(Data items)
<<<<
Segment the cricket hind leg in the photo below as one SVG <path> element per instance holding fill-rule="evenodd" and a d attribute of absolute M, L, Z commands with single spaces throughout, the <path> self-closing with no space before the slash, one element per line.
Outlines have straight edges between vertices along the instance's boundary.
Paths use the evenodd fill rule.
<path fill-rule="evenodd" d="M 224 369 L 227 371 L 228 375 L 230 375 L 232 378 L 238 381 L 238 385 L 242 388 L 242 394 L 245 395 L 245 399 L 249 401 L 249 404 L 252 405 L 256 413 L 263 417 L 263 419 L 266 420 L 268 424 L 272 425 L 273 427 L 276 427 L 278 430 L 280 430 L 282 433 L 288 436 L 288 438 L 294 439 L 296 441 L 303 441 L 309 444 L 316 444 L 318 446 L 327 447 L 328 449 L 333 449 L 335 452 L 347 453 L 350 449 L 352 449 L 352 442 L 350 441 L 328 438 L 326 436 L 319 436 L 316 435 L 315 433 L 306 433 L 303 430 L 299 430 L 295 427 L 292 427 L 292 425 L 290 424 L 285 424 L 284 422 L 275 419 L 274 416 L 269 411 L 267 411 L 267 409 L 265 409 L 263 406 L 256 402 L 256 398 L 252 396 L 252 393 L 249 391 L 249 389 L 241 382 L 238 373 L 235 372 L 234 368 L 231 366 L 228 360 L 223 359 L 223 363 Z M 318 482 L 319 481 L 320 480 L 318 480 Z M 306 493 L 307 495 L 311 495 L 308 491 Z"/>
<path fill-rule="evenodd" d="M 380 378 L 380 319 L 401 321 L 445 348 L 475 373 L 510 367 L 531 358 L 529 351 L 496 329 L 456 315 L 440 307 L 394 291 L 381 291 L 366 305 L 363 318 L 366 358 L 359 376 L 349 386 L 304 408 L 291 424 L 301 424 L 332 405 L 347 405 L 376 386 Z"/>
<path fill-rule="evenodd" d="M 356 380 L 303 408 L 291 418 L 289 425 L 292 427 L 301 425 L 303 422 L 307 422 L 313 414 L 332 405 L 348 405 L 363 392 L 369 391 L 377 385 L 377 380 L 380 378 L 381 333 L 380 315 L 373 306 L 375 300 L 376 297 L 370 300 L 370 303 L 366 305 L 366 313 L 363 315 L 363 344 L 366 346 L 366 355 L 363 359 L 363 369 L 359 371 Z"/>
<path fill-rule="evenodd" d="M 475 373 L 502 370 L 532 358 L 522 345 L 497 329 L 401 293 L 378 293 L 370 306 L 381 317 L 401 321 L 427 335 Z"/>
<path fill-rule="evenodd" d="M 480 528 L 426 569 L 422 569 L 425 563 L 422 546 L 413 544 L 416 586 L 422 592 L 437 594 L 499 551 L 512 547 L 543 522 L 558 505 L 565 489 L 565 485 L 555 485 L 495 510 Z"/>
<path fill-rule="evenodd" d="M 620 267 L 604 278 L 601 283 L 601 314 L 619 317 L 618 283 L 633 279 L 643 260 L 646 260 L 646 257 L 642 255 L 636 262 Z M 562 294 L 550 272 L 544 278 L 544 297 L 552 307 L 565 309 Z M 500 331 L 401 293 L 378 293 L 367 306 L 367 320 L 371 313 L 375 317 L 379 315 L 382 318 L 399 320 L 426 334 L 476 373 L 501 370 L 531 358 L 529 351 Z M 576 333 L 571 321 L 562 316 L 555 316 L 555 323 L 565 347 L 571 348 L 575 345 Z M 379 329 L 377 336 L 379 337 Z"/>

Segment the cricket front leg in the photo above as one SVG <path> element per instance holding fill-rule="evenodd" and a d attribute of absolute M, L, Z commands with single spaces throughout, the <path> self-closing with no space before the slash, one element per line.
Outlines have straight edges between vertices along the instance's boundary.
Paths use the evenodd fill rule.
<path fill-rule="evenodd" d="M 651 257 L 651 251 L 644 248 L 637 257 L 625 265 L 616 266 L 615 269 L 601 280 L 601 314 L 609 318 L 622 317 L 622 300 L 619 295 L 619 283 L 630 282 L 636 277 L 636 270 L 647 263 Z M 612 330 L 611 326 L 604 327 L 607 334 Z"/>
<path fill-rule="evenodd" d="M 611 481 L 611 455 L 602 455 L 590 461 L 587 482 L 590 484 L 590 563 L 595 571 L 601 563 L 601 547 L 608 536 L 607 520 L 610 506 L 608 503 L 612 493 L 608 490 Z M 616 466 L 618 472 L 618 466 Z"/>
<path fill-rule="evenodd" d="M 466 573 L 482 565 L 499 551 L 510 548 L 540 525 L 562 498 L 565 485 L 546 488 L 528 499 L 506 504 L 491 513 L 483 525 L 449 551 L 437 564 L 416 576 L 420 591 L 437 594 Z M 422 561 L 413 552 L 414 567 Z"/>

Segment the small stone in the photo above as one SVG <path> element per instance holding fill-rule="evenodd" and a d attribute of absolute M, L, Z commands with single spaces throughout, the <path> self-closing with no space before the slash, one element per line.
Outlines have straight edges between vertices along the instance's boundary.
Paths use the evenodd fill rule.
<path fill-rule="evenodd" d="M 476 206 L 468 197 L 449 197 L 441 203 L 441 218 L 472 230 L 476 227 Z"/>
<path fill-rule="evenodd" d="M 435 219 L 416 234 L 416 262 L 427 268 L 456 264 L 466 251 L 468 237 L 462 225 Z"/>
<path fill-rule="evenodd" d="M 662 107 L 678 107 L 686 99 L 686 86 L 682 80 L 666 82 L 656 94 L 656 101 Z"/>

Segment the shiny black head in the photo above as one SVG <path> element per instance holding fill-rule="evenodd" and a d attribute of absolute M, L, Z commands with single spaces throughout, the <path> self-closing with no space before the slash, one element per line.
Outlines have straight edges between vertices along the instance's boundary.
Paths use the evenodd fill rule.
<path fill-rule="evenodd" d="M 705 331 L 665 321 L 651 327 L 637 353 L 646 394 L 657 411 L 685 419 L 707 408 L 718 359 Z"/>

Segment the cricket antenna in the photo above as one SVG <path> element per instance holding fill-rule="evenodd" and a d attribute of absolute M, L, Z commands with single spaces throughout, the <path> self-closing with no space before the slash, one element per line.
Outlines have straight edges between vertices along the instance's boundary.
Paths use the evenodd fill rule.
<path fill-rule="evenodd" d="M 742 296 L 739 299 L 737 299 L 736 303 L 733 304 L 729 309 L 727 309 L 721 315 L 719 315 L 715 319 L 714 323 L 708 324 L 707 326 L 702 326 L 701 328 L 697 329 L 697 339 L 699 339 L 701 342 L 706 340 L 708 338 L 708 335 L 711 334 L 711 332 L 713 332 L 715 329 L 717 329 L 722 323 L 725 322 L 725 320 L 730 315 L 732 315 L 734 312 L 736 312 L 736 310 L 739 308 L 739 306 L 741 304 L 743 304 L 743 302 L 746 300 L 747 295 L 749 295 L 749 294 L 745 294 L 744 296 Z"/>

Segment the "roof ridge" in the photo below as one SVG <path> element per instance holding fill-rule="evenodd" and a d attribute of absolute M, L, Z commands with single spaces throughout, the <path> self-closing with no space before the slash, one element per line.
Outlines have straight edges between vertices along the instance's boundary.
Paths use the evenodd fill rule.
>>>>
**Action item:**
The data above needs to be repeated exactly, line for line.

**Response to this task:**
Segment the cricket hind leg in the photo below as one SVG <path> element per instance holding fill-rule="evenodd" and a d attribute of absolute M, L, Z commands with single spaces throughout, the <path> self-closing with no space before the slash, one element per line.
Outlines have straight edges between vertices along the instance's boundary.
Paths use the evenodd fill rule.
<path fill-rule="evenodd" d="M 224 369 L 227 371 L 228 375 L 230 375 L 232 378 L 238 381 L 238 385 L 242 388 L 242 394 L 245 395 L 245 399 L 249 401 L 249 404 L 252 405 L 256 413 L 263 417 L 263 419 L 266 420 L 268 424 L 272 425 L 273 427 L 276 427 L 278 430 L 280 430 L 282 433 L 288 436 L 288 438 L 294 439 L 296 441 L 303 441 L 309 444 L 316 444 L 318 446 L 327 447 L 328 449 L 333 449 L 335 452 L 347 453 L 350 449 L 352 449 L 352 442 L 350 441 L 328 438 L 326 436 L 319 436 L 316 435 L 315 433 L 306 433 L 303 430 L 299 430 L 295 427 L 292 427 L 292 425 L 290 424 L 285 424 L 284 422 L 275 419 L 274 416 L 269 411 L 267 411 L 267 409 L 265 409 L 263 406 L 256 402 L 256 398 L 252 396 L 252 393 L 249 391 L 249 389 L 241 382 L 238 373 L 235 372 L 234 368 L 231 366 L 228 360 L 223 359 L 223 363 Z M 318 482 L 319 481 L 320 480 L 318 480 Z M 306 493 L 307 495 L 311 495 L 308 491 Z"/>
<path fill-rule="evenodd" d="M 380 378 L 380 319 L 401 321 L 445 348 L 475 373 L 510 367 L 531 358 L 529 351 L 496 329 L 456 315 L 440 307 L 394 291 L 381 291 L 366 305 L 363 318 L 366 358 L 359 376 L 349 386 L 304 408 L 291 424 L 301 424 L 332 405 L 347 405 L 376 386 Z"/>
<path fill-rule="evenodd" d="M 356 380 L 303 408 L 291 418 L 289 425 L 292 427 L 301 425 L 303 422 L 307 422 L 313 414 L 332 405 L 348 405 L 363 392 L 369 391 L 377 385 L 377 380 L 380 378 L 381 333 L 380 315 L 373 306 L 375 300 L 376 297 L 370 300 L 370 303 L 366 305 L 366 313 L 363 315 L 363 344 L 366 346 L 366 355 L 363 359 L 363 369 L 359 371 Z"/>
<path fill-rule="evenodd" d="M 475 373 L 502 370 L 532 358 L 522 345 L 497 329 L 401 293 L 378 293 L 370 306 L 381 317 L 401 321 L 427 335 Z"/>
<path fill-rule="evenodd" d="M 480 528 L 426 569 L 422 569 L 425 563 L 422 546 L 413 544 L 416 586 L 422 592 L 437 594 L 499 551 L 512 547 L 543 522 L 558 505 L 565 489 L 565 485 L 555 485 L 495 510 Z"/>
<path fill-rule="evenodd" d="M 620 267 L 604 278 L 601 283 L 601 314 L 619 317 L 618 283 L 633 279 L 643 260 L 646 260 L 646 257 L 642 255 L 636 262 Z M 562 294 L 550 272 L 544 278 L 544 297 L 552 307 L 565 309 Z M 500 331 L 401 293 L 378 293 L 367 306 L 367 320 L 371 313 L 375 317 L 379 315 L 382 318 L 399 320 L 426 334 L 476 373 L 501 370 L 531 358 L 529 351 Z M 576 333 L 571 321 L 562 316 L 555 316 L 555 323 L 565 347 L 571 348 L 575 345 Z M 379 329 L 377 336 L 379 337 Z"/>

Segment the cricket front leg in the photo above as one SVG <path> element per instance holding fill-rule="evenodd" and a d attribute of absolute M, L, Z commands with single spaces throughout, the <path> self-closing with no space before the slash, one element per line.
Outlines have straight edges between vertices along the instance's boundary.
Paths use the evenodd fill rule.
<path fill-rule="evenodd" d="M 651 257 L 651 251 L 644 248 L 637 257 L 625 265 L 616 266 L 615 269 L 601 280 L 601 314 L 609 318 L 622 317 L 622 300 L 619 295 L 619 283 L 630 282 L 636 277 L 636 270 L 647 263 Z M 612 330 L 611 326 L 604 327 L 607 334 Z"/>
<path fill-rule="evenodd" d="M 611 481 L 611 455 L 602 455 L 590 461 L 587 482 L 590 484 L 590 563 L 595 571 L 601 563 L 601 547 L 608 536 L 607 520 L 610 506 L 608 503 L 612 493 L 608 490 Z M 616 466 L 618 472 L 618 466 Z"/>
<path fill-rule="evenodd" d="M 466 573 L 482 565 L 499 551 L 510 548 L 540 525 L 562 498 L 565 485 L 546 488 L 528 499 L 506 504 L 491 513 L 483 525 L 449 551 L 437 564 L 416 576 L 420 591 L 437 594 Z M 422 561 L 413 552 L 414 567 Z"/>

Segment the small stone in the photo above as one SVG <path> element per instance holding fill-rule="evenodd" and a d attribute of absolute M, L, Z commands with single spaces throughout, the <path> self-closing with no space before the slash, one element per line.
Outlines have straight edges between vertices along the instance's boundary.
Paths use the evenodd fill rule.
<path fill-rule="evenodd" d="M 476 206 L 468 197 L 449 197 L 441 203 L 441 218 L 472 230 L 476 227 Z"/>
<path fill-rule="evenodd" d="M 435 219 L 416 234 L 416 262 L 427 268 L 456 264 L 466 251 L 468 237 L 462 225 Z"/>
<path fill-rule="evenodd" d="M 662 107 L 678 107 L 686 99 L 686 86 L 682 80 L 666 82 L 656 94 L 656 101 Z"/>

Segment the shiny black head in the photo above as one SVG <path> element per instance holding fill-rule="evenodd" and a d attribute of absolute M, L, Z commands with single spaces throughout, the <path> self-closing with no space before the slash, one element per line.
Outlines have straight edges between vertices along the instance's boundary.
Paths use the evenodd fill rule.
<path fill-rule="evenodd" d="M 705 331 L 665 321 L 651 327 L 637 353 L 646 394 L 657 411 L 685 419 L 707 408 L 718 359 Z"/>

Segment the cricket antenna in the photo above as one SVG <path> element per instance holding fill-rule="evenodd" and a d attribute of absolute M, L, Z commands with single spaces throughout, the <path> self-closing with no space before the slash, one element per line.
Outlines have straight edges between vertices along the instance's boundary.
Paths use the evenodd fill rule.
<path fill-rule="evenodd" d="M 742 296 L 739 299 L 737 299 L 736 303 L 733 304 L 729 309 L 727 309 L 721 315 L 719 315 L 715 319 L 714 323 L 708 324 L 707 326 L 702 326 L 701 328 L 697 329 L 697 339 L 699 339 L 701 342 L 706 340 L 708 338 L 708 335 L 711 334 L 711 332 L 713 332 L 715 329 L 717 329 L 722 323 L 725 322 L 725 320 L 730 315 L 732 315 L 734 312 L 736 312 L 736 310 L 739 308 L 739 306 L 741 304 L 743 304 L 743 302 L 746 300 L 747 295 L 749 295 L 749 294 L 745 294 L 744 296 Z"/>

Segment the "roof ridge" in the photo below as one SVG <path> element per instance holding fill-rule="evenodd" and a d attribute of absolute M, L, Z commands with single spaces throughout, the <path> self-closing with no space before the slash, one element per line.
Outlines have straight edges between vertices along the instance's boundary.
Paths use the evenodd fill rule.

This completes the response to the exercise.